◆ WHAT THE EXERCISE ASKS:
Please change every "grassy patch" in the material below to "lawn area" and leave everything else unchanged.

Shape labeling records:
[START]

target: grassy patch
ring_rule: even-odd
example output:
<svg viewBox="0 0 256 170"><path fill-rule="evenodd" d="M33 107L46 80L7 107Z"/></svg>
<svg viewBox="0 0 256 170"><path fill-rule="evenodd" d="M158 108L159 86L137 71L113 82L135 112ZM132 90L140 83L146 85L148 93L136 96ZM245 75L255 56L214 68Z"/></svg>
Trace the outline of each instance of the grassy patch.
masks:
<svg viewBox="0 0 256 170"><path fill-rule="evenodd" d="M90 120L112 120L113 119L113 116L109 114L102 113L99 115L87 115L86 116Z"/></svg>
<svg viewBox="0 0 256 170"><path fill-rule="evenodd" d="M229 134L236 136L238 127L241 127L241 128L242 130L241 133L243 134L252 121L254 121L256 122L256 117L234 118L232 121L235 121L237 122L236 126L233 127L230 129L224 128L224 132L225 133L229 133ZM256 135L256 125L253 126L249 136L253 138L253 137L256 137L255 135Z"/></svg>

[END]

◆ THE COMPLETED TASK:
target: lawn area
ring_rule: even-odd
example output:
<svg viewBox="0 0 256 170"><path fill-rule="evenodd" d="M33 107L46 80L7 107Z"/></svg>
<svg viewBox="0 0 256 170"><path fill-rule="evenodd" d="M158 108L159 86L137 71L113 82L135 112ZM132 90L140 83L146 85L148 93L136 96ZM245 75L255 56L214 68Z"/></svg>
Trace the outline of each instance of the lawn area.
masks:
<svg viewBox="0 0 256 170"><path fill-rule="evenodd" d="M90 120L112 120L113 119L113 116L109 114L102 113L99 115L87 115L86 116Z"/></svg>
<svg viewBox="0 0 256 170"><path fill-rule="evenodd" d="M229 134L236 136L238 127L241 127L241 128L242 130L241 133L243 134L252 121L254 121L256 122L256 117L234 118L232 121L235 121L237 122L236 126L233 127L230 129L224 128L224 132L225 133L229 133ZM256 135L256 125L253 126L249 136L253 138L253 137L256 137L255 135Z"/></svg>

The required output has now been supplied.